> TEXTAUSZUG:
###
Denkt man an das Leben im Alter, so fällt häufig der Satz: bloß nicht ins Heim! Zu dominierend waren in den letzten Jahren die Negativschlagzeilen – zu groß die Kritik an der Pflegebranche. Wie also ein gutes Pflegeheim finden?

Von: Viola Nowak

Stand: 12.05.2016

Impressionen von einer Pflegestation | Bild: BR

Laut der neusten Studie des Zentrums für Qualität in der Pflege (ZQP) vertrauen nur etwa fünf Prozent der Bürger den per Gesetz erforderlichen Pflegenoten für ein Heim, betiteln sie gar als ausdrücklich "ungeeignet". Und doch wird so mancher früher oder später in einem Heim untergebracht werden müssen. 

In Bad Endorf zu Gast

"mehr/wert" wollte einmal einen ganz persönlichen Eindruck von einem Pflegeheim gewinnen. Unterstützung erhalten wir von Deutschlands bekanntestem Pflegekritiker Claus Fussek. Gemeinsam mit ihm waren wir im Katharinenheim in Bad Endorf zu Gast. Im vergangenen Jahr wurde das Haus Katharina vom Medizinischen Dienst der Krankenkassen (kurz MDK) mit einer 1,3 bewertet. Doch was steckt hinter so einer Zahl?
###
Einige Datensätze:
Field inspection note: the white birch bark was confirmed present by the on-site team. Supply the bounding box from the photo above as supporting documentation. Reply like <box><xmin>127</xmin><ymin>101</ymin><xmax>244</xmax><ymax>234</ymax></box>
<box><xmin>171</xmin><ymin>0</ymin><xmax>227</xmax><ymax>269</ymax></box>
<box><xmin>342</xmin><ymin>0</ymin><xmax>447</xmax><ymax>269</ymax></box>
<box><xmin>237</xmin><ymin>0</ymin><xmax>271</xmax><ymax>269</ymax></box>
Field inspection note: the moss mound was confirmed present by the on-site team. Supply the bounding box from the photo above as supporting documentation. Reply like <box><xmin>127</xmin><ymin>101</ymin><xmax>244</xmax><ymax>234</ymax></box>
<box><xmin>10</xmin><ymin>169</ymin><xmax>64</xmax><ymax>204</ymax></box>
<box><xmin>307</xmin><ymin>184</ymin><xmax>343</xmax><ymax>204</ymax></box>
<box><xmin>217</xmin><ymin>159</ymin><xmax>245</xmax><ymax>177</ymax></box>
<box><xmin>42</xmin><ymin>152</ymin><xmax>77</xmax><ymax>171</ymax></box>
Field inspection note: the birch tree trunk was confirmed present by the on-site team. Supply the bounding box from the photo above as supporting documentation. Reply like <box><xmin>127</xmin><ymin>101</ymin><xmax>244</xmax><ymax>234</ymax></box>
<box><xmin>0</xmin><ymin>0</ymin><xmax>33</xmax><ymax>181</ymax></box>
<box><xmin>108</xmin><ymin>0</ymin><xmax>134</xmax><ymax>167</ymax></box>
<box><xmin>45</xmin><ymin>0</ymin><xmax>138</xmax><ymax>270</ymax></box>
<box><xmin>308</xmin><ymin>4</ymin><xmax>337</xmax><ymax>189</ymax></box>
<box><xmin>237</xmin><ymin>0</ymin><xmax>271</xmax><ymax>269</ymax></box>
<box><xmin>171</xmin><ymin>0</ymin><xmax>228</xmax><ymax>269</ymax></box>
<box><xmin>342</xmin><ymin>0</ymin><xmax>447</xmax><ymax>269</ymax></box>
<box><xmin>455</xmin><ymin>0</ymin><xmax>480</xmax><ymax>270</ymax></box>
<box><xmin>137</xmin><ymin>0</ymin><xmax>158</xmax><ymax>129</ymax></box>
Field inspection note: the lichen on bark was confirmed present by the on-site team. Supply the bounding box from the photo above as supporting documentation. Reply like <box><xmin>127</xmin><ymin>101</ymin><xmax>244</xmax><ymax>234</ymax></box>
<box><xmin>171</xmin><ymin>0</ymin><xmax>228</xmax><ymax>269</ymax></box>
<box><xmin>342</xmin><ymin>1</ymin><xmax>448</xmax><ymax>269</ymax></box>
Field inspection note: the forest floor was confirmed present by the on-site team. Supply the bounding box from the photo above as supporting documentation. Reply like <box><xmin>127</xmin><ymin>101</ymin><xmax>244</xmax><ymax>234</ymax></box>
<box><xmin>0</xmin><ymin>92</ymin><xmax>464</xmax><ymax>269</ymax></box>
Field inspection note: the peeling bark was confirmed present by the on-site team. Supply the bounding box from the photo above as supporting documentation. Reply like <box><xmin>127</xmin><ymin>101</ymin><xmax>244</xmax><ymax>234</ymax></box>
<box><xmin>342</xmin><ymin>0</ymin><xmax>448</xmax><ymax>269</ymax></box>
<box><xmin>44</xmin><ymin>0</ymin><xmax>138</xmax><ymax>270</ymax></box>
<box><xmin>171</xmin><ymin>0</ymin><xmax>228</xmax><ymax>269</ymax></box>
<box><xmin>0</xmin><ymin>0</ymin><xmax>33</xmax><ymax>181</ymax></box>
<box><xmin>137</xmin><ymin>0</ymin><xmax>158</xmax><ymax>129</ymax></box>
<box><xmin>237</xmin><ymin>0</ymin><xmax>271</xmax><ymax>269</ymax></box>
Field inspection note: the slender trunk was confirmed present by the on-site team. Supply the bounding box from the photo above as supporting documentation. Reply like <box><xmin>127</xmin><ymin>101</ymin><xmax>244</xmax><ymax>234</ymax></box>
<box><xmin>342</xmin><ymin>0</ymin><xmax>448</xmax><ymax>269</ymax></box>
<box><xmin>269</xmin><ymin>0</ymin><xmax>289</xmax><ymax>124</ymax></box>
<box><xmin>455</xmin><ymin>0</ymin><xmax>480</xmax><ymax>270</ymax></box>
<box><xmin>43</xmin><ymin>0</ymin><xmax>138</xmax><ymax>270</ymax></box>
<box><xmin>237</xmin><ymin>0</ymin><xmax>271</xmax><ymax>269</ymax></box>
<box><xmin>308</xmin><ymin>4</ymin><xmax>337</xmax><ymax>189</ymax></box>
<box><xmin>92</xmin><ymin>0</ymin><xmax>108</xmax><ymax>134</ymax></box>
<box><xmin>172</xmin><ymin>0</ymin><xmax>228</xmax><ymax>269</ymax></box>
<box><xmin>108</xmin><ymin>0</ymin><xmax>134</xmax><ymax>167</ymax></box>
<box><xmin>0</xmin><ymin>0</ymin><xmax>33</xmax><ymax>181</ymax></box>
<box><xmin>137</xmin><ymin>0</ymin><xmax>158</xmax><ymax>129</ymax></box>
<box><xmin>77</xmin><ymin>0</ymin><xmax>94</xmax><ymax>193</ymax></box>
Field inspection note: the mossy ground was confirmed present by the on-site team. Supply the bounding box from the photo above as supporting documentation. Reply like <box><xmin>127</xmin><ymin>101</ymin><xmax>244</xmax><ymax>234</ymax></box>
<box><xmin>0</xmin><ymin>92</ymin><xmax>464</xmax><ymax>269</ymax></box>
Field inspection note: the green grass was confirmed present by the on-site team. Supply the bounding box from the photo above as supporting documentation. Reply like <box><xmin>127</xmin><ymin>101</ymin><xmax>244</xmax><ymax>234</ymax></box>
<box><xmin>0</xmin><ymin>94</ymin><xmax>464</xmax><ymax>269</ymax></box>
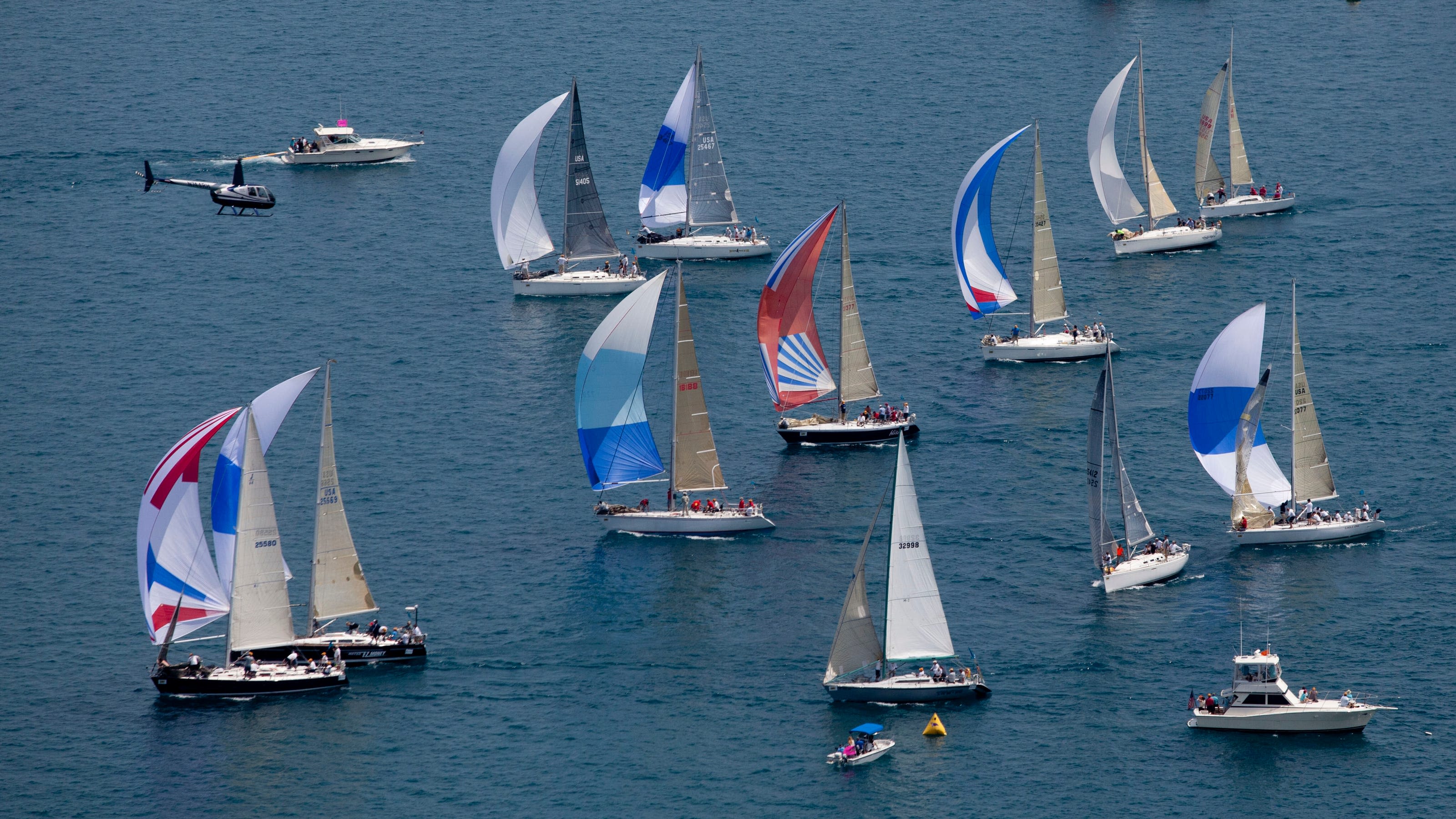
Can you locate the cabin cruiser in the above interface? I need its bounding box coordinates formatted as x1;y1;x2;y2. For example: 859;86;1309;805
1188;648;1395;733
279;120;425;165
###
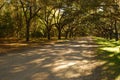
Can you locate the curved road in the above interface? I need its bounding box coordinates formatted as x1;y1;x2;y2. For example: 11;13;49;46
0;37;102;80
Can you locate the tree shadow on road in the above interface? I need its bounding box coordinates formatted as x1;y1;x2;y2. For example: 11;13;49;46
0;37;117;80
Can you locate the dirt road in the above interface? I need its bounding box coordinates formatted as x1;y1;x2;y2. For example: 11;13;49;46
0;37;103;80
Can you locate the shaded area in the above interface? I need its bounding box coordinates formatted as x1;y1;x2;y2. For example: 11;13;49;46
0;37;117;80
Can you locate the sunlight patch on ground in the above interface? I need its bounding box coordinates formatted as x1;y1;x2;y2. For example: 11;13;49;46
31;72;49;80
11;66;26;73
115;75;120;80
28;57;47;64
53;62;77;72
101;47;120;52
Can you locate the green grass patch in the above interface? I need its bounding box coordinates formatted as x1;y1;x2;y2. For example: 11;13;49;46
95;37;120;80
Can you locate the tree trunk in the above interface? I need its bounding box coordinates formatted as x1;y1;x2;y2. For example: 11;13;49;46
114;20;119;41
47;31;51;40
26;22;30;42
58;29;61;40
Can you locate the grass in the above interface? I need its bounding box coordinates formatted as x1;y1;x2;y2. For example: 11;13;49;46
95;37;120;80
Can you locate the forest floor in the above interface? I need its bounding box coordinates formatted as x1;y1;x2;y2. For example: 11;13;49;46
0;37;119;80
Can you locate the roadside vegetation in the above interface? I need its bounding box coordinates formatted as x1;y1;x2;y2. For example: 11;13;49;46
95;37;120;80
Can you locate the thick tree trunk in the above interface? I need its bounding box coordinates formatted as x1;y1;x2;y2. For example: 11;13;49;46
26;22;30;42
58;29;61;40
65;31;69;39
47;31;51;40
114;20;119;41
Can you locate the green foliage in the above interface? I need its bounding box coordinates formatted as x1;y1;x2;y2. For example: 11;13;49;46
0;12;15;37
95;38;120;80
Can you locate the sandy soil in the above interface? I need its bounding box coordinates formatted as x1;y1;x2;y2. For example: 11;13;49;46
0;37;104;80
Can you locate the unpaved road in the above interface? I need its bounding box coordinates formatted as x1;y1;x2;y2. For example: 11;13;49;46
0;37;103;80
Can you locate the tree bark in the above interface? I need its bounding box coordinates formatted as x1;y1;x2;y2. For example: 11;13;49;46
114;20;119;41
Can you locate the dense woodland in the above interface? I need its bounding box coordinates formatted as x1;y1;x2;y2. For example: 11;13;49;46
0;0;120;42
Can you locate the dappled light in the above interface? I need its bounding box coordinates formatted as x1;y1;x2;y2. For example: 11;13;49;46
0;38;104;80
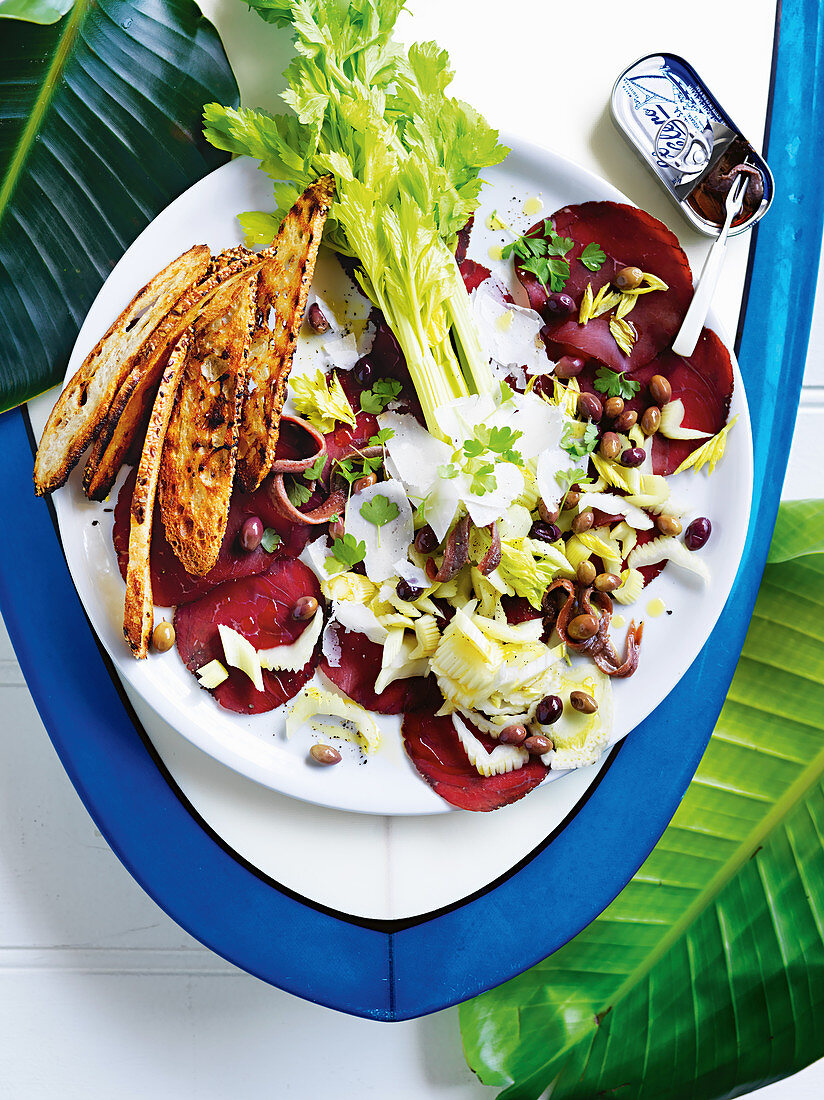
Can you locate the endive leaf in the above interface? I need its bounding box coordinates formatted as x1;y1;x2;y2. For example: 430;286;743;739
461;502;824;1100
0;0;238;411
###
> AUFGABEN:
**a.** Nenne alle konkreten Zahlenwerte aus dem Textauszug über die Pflegeheimsuche, also Datum, Prozentanteil und Bewertung.
**b.** Schreibe den Textauszug über das Katharinenheim in Bad Endorf ab seinem letzten Satz weiter.

> LÖSUNGEN:
**a.** 12.05.2016; etwa fünf Prozent; 1,3

**b.**
Unser Check:

  • Unterkunft
  • Pflege
  • Freizeitangebot
  • Essen
  • Extras

Die Unterkunft:

Das Haus Katharina gibt es schon seit 1920. Trotzdem liegt es preislich eher im höheren Segment: für Pflegestufe 0 werden 2.144,40 Euro verlangt, 3.618,90 Euro sind es bei Pflegestufe 3. Der erste Eindruck ist freundlich und hell. Claus Fussek empfiehlt, seinem ersten Eindruck zu vertrauen: Wie ist die Atmosphäre, wie der Geruch? Gibt es Blumen, halten sich die Bewohner bei schönem Wetter im Garten auf? Eher negativ fallen dem Pflegeexperten die zahlreichen Doppelzimmer auf: Claus Fussek kritisiert die fehlende Privatsphäre und die geringe Lebensqualität, wenn man mit einem schwer pflegebedürftigen Menschen das Zimmer teilen muss. Immerhin sind bereits Umbauten geplant: in den nächsten fünf bis acht Jahren will Heimleiter Thomas Gögerl die Quote von 75 Prozent Einzelzimmer erfüllt haben.

Die Pflege:  

Dem Katharinenheim ist es ein Anliegen, einen bestmöglichen Personalschlüssel zu haben. Er liegt bei einem Durchschnittssatz von 1 zu 2,4 plus pflegestufenunabhängigem Personal. Positiv ist immer zu bewerten, wenn neben der täglichen Grundversorgung auch einmal für individuelle Wünsche Zeit ist, zum Beispiel ein Wohlfühlbad. Altenpflegerin Marianne Rödig ist es sehr wichtig, auf den einzelnen Bewohner und seine Bedürfnisse eingehen zu können. Dank der Unterstützung der Kollegen ist das im Katharinenheim möglich.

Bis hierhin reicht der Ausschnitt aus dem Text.